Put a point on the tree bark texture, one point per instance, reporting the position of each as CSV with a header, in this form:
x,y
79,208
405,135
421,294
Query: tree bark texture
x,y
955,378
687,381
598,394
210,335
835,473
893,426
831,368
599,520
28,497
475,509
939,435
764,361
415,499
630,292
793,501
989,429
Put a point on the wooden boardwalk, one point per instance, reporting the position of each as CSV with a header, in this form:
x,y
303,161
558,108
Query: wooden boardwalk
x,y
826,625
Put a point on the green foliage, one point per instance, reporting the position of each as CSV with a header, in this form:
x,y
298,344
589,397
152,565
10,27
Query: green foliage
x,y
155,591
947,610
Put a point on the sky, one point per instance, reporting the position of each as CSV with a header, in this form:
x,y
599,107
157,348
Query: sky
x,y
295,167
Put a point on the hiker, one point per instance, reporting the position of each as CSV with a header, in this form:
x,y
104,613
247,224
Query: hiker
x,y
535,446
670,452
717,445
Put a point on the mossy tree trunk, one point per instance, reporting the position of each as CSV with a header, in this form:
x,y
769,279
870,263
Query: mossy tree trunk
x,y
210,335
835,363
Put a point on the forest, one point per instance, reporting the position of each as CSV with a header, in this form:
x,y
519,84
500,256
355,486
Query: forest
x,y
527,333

-----

◆ WHAT THE TASK REQUIRES
Edit all of the entries above by changing every "Query" to "Target", and reproduce them with nothing else altered.

◆ ANSWER TO THE EXERCISE
Put a point on the tree bark texture, one point per instance, reporting the position of each as CSV with a header, in this form:
x,y
79,208
405,135
421,294
Target: tree bark texture
x,y
955,378
687,381
598,394
210,335
835,473
893,426
831,368
599,520
28,497
475,509
939,435
764,361
415,499
630,292
793,501
989,429
Put a point on the wooden boardwalk, one point per instance, reporting the position of each as CSV with a header, in this form:
x,y
303,161
558,108
Target: wooden boardwalk
x,y
826,625
Put a point on the green foliage, one point per instance, reporting the position of each as CSV with a header, in this form:
x,y
298,344
589,397
152,565
10,27
Target: green foliage
x,y
155,591
947,610
Put a point on the sky, one point per instance, reporting the position of each as CSV with a header, in this form:
x,y
599,107
157,348
Target: sky
x,y
295,167
Put a point on the hiker, one point per instance, reporting the position of each as CSV with a header, in this form:
x,y
104,613
247,224
Target: hiker
x,y
535,446
670,452
717,445
Put a point on the mossy tree trunk, one point per instance, reporting the position of each as CSV with a header, in this form:
x,y
769,279
870,263
Target: mossy tree trunk
x,y
210,335
835,363
Put a point on the forest, one point per instance, reporting the position of each as CSV with a header, in this form:
x,y
519,84
500,256
355,486
Target: forest
x,y
527,333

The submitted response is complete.